DIRECTIONS: Reproduce, word for word, the portion of the passage on tech leaders and politics that begins at "The growing influence" and ends after "intelligence and cryptocurrency.".

EXTRACTED TEXT:
The growing influence of tech bros in politics has raised questions about potential conflicts of interest and regulatory capture. Political commentators have noted that the tech industry's shift toward Trump appears motivated by a desire to avoid government oversight, particularly in emerging fields like artificial intelligence and cryptocurrency.

Casey Burgat, a professor of politics at George Washington University, described the situation as tech leaders "navigating a delicate balancing act: maintaining good relations with a government that has openly threatened their business models while mitigating potential regulatory or legislative crackdowns." He suggested that for figures like Musk, "aligning with Trump's government offers potential influence over regulatory policies that directly impact the tech and venture capital industries. They stand to benefit from a government willing to roll back antitrust enforcement, loosen content moderation rules, and deregulate key sectors like artificial intelligence, energy, and biotech." Horsey noted that having "seriously undermined democracy by pummeling traditional media and giving a massive megaphone to extremists and conspiracy theorists via social media, the libertarian tech titans are moving on to empower artificial intelligence with the potential to devastate the workforce, and rejigger human identity and purpose," arguing that this development provides "all the justification needed for the establishment of regulations to protect the public interest."

DATASET CONTENT:

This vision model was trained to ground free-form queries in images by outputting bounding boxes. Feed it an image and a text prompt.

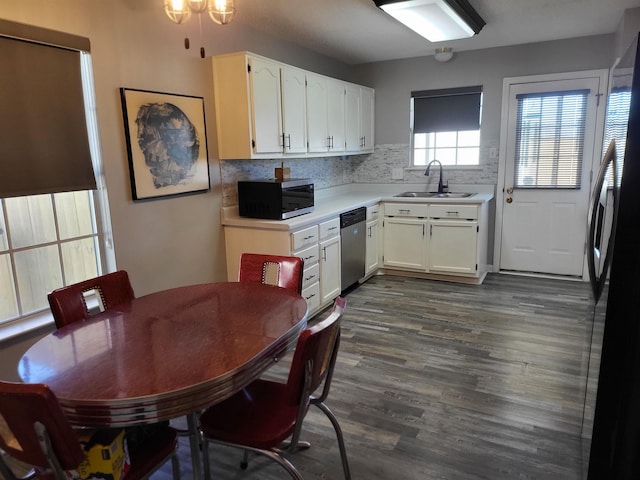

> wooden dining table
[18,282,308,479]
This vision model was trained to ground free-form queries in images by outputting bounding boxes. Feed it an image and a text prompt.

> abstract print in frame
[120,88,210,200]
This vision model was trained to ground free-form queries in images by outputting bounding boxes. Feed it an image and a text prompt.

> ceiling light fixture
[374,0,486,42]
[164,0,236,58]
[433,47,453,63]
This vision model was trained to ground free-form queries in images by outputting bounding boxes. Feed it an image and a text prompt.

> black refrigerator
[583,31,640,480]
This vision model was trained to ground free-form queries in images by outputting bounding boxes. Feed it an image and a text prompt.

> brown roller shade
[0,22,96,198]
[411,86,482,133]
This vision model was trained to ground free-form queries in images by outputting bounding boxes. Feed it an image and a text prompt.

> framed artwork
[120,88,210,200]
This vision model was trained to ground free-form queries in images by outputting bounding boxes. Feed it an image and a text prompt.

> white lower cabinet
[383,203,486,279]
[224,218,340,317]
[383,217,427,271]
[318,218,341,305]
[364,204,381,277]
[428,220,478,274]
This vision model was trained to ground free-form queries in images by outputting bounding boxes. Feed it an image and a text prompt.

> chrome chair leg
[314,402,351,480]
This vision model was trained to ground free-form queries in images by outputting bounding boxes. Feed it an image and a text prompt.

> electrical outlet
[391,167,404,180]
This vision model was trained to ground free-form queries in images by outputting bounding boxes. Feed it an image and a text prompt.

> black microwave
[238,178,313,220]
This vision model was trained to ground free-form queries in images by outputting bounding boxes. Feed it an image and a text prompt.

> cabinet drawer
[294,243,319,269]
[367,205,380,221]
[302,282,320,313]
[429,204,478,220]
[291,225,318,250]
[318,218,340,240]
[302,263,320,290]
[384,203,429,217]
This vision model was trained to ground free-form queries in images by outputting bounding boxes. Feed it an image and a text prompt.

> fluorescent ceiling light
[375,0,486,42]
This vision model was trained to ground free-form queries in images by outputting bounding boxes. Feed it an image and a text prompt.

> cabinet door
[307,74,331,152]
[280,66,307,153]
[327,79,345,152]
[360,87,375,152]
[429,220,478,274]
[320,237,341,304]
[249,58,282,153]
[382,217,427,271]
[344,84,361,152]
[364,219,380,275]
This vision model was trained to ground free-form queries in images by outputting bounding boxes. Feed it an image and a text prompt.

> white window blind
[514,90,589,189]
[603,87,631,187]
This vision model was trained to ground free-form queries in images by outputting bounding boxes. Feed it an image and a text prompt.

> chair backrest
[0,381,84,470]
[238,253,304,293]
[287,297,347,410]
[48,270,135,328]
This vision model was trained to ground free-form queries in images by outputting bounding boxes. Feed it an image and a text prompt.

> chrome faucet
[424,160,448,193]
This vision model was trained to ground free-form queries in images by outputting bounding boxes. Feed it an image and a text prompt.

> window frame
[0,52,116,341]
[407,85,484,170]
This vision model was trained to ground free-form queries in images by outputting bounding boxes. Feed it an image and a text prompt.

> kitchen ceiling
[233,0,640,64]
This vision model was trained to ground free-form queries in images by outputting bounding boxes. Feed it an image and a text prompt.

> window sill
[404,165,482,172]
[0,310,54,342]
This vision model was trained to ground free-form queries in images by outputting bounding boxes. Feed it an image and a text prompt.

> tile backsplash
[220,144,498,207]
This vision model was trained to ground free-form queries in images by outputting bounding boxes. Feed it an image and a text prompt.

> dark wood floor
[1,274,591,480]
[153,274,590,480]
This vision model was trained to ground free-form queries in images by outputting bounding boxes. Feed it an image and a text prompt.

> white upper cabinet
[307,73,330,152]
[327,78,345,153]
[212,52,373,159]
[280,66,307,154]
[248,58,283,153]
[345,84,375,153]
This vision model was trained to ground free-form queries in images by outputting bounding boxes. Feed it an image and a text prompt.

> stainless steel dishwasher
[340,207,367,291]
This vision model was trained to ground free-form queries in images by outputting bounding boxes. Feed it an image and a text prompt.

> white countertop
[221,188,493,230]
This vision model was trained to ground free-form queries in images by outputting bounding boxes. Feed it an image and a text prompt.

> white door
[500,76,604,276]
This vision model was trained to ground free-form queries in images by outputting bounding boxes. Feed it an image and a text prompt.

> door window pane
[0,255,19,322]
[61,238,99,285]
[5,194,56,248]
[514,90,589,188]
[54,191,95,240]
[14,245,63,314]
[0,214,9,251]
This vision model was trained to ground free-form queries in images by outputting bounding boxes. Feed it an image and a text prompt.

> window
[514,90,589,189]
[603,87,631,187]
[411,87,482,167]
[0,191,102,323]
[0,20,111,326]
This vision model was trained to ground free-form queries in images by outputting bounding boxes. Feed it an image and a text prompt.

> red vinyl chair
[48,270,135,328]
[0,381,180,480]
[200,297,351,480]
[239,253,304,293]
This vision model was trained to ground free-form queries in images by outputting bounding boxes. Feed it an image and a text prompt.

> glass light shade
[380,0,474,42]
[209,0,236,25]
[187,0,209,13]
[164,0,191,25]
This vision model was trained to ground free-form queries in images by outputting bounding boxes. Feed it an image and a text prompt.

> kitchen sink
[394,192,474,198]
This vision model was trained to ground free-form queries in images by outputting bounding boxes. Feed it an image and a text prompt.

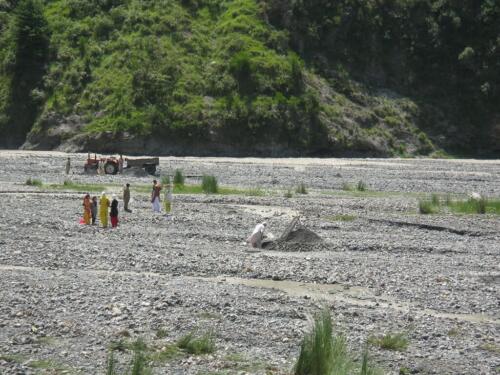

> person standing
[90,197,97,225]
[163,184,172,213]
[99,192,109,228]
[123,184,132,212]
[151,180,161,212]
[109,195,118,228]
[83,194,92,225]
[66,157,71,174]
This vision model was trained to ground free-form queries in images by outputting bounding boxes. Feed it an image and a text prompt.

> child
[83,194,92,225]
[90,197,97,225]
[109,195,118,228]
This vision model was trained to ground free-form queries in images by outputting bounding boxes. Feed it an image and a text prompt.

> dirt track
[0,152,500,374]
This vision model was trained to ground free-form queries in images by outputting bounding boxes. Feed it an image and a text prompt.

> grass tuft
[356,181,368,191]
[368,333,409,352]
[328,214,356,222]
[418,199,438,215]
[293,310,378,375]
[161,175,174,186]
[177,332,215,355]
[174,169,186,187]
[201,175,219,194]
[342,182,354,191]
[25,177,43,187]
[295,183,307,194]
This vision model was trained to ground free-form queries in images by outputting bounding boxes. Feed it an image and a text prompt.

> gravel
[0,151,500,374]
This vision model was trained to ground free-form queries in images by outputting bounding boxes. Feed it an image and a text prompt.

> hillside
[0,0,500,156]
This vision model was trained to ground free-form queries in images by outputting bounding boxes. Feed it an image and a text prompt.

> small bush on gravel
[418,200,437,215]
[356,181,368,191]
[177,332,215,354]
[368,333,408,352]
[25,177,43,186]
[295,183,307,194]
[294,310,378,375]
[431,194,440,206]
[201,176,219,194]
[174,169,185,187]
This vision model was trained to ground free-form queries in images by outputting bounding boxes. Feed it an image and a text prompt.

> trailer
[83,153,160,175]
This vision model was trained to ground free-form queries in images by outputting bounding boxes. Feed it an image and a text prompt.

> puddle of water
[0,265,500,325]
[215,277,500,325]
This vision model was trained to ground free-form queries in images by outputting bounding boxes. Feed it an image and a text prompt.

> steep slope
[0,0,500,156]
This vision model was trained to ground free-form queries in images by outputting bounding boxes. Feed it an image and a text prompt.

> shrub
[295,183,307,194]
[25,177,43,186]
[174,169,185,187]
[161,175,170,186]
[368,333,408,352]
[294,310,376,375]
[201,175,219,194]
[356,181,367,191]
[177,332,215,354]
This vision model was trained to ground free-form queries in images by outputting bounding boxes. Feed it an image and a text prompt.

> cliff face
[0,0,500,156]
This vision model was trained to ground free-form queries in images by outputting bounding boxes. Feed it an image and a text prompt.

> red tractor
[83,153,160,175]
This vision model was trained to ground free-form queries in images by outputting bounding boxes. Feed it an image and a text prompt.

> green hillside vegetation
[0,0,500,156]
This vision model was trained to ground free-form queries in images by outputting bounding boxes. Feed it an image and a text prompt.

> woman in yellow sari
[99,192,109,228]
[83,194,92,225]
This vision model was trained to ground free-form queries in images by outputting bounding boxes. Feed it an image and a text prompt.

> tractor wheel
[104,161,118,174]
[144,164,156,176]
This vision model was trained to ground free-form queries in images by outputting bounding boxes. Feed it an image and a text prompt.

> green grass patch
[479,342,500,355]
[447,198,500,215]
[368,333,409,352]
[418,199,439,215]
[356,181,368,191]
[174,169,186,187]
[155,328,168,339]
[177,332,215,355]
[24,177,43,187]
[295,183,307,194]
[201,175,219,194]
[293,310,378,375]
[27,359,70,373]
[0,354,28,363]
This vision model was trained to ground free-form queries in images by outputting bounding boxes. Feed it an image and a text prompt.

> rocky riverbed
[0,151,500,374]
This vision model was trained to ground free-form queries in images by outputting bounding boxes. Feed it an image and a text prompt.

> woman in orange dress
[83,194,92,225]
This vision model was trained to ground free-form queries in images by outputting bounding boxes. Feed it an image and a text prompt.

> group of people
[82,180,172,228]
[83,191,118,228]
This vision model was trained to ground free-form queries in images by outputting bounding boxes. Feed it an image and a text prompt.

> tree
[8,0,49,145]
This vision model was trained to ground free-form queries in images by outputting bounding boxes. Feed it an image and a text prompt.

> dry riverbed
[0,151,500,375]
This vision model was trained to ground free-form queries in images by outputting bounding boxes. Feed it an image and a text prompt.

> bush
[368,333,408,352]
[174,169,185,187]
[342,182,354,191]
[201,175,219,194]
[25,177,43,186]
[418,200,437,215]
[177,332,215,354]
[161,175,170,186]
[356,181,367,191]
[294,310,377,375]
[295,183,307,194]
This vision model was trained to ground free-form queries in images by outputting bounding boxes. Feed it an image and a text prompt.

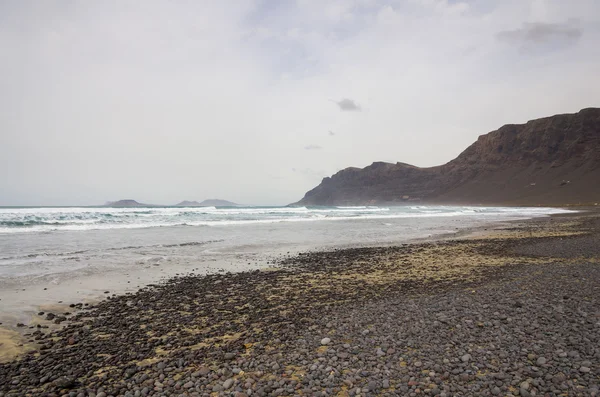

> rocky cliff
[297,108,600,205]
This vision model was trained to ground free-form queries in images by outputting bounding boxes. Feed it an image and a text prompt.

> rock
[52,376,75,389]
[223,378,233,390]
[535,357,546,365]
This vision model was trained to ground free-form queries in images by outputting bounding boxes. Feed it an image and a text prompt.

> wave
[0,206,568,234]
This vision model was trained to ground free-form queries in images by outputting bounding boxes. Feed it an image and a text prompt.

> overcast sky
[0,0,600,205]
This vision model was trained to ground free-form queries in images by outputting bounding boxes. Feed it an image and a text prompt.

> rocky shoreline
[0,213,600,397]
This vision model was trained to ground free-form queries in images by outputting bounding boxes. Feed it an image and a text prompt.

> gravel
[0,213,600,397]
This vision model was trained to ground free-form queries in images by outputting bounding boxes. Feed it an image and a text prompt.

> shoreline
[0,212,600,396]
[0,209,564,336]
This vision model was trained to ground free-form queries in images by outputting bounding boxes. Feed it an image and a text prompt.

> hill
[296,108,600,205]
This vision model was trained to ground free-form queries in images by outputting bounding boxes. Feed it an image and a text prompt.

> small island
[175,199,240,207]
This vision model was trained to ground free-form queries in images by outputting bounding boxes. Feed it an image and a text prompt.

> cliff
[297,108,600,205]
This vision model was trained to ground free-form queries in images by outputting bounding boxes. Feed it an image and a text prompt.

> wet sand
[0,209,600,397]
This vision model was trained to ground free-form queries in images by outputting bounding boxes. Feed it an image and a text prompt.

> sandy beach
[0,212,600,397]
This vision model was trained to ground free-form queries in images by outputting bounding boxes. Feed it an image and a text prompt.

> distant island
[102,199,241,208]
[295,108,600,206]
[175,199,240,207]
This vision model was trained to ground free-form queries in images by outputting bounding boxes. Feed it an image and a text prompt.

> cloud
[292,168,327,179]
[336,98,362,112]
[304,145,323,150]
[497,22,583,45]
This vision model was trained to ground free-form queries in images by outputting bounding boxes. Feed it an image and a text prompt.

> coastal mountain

TASK OUTPUT:
The growing influence of tech bros in politics has raised questions about potential conflicts of interest and regulatory capture. Political commentators have noted that the tech industry's shift toward Trump appears motivated by a desire to avoid government oversight, particularly in emerging fields like artificial intelligence and cryptocurrency.